Spike in GDP growth: hard to fathom
There was no doubt that the growth in gross domestic product (GDP) in FY21 was better than the growth in FY20 even though the pandemic was present with all its ferocity in both years.
When the Bangladesh Bureau of Statistics (BBS) came up with its preliminary estimate of 5.4 per cent growth based on data for the first 6-7 months of FY21, this seemed quite reasonable.
But the second wave of Covid-19 struck Bangladesh in the second half of the year, forcing the government to impose a prolonged lockdown to contain the spread of the virus.
The lockdown disrupted the entire economy except the production for export as factories were allowed to stay open. We, therefore, saw an improvement in export growth in the second half of FY21.
Can this export turnaround explain the difference between the preliminary and final estimate of GDP growth?
The answer is a clear negative because what matters in the growth calculation is the balance of exports and imports described as "resource balance" in the BBS's GDP estimate from the expenditure side.
Import growth also increased significantly in the final estimate compared to the provisional. As a result, the excess of imports over exports is 56.3 per cent higher in the final estimate relative to the provisional.
This means, other things equal, the final estimate of GDP growth should have been lower because of the larger negative resource balance in the final estimate relative to the provisional estimate.
This leaves domestic demand as the other possible explanation. There are two components of domestic demand: consumption and investment.
Household real consumption growth is 5 percentage points higher in the final estimate relative to the preliminary estimate.
What happened in the second half of FY21, notwithstanding the lockdown, to boost consumption expenditure so much?
Even official remittances, which boomed in FY21, cannot explain this because the total official remittances received in the second half was $11.83 billion compared to $12.94 billion in the first half.
Real investment growth increased from 4 per cent in the preliminary estimate to 8.1 per cent in the final estimate.
This is hard to reconcile with the 2.7 per cent nominal growth, implying negative real growth, in the government's Annual Development Program expenditures and the 8.4 per cent nominal growth, implying only 2.8 per cent real growth, in credit to the private sector in FY21.
Note that the import of capital goods picked up significantly in nominal dollar terms in the second half of FY21, but this alone cannot account for the entire increase when juxtaposed with other related data.
Therefore, it is overall hard to fathom where such a significant increase in the final estimate of GDP growth relative to the provisional came from.
........
**The task:**
List, in order of appearance, every figure that the commentary on GDP growth expresses with the words "per cent." Rely only on the commentary on GDP growth when working through the entries.
........
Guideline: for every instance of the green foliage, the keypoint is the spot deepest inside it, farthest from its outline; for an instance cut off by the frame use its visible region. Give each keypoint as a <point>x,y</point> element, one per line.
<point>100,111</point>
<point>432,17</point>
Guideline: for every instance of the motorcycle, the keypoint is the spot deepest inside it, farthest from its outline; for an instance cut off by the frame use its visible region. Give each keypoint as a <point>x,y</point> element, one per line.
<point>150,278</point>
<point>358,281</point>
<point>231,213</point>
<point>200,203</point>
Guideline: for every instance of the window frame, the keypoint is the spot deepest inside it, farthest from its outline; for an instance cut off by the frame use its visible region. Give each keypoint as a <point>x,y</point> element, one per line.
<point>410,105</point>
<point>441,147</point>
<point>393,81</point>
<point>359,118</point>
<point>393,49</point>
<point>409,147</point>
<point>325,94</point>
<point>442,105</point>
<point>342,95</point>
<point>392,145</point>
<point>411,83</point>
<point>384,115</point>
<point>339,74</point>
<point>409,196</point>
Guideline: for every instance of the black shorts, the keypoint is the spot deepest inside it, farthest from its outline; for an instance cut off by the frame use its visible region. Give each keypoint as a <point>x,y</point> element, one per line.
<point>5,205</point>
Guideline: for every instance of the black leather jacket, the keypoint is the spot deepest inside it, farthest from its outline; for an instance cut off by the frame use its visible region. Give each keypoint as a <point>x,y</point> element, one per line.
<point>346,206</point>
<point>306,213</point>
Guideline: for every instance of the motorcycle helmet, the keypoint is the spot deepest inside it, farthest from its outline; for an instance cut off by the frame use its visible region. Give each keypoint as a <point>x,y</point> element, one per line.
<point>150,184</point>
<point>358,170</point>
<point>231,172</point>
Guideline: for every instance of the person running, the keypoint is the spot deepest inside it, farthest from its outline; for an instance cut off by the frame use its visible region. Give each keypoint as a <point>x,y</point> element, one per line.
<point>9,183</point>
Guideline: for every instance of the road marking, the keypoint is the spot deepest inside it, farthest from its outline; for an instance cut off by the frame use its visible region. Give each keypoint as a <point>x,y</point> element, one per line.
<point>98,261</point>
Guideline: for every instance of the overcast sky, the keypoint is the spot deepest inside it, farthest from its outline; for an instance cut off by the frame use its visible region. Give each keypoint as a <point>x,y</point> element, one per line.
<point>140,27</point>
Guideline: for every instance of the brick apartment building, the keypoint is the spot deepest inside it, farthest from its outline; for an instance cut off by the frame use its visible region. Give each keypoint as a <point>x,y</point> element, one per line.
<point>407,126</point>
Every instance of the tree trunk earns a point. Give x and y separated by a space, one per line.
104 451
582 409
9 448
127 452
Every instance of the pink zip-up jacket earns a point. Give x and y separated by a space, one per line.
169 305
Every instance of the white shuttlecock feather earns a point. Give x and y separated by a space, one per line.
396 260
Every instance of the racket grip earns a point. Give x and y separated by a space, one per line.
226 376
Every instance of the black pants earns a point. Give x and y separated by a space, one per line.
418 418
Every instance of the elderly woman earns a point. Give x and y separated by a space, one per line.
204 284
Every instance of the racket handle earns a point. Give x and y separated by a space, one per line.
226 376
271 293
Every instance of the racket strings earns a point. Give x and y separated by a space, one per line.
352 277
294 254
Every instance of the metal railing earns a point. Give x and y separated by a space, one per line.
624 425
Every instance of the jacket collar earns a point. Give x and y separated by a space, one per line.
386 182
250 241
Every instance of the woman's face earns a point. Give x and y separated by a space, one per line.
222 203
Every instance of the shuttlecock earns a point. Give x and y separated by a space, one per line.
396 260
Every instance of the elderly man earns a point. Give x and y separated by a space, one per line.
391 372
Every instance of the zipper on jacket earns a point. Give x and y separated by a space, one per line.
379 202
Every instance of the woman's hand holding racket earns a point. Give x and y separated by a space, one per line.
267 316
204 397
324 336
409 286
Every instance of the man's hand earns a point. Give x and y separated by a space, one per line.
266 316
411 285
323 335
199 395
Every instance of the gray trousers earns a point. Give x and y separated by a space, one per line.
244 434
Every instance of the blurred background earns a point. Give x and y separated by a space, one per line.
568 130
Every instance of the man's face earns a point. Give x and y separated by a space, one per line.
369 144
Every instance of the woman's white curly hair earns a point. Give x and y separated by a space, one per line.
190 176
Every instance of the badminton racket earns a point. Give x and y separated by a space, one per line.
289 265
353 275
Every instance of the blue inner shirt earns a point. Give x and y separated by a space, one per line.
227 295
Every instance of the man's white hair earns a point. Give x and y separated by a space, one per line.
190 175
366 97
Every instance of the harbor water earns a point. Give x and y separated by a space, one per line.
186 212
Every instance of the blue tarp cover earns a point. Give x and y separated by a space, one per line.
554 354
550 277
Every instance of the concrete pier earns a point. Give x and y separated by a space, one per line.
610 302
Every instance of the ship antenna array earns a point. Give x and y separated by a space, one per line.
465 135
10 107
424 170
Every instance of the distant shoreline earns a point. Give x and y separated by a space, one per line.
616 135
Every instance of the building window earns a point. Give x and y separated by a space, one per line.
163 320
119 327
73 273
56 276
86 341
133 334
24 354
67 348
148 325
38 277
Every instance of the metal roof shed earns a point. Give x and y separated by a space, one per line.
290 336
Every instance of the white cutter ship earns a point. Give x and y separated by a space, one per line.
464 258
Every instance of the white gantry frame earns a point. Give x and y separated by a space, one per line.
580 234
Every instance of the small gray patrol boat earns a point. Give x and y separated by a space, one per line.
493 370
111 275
........
**Written answer:**
5.4 per cent
56.3 per cent
4 per cent
8.1 per cent
2.7 per cent
8.4 per cent
2.8 per cent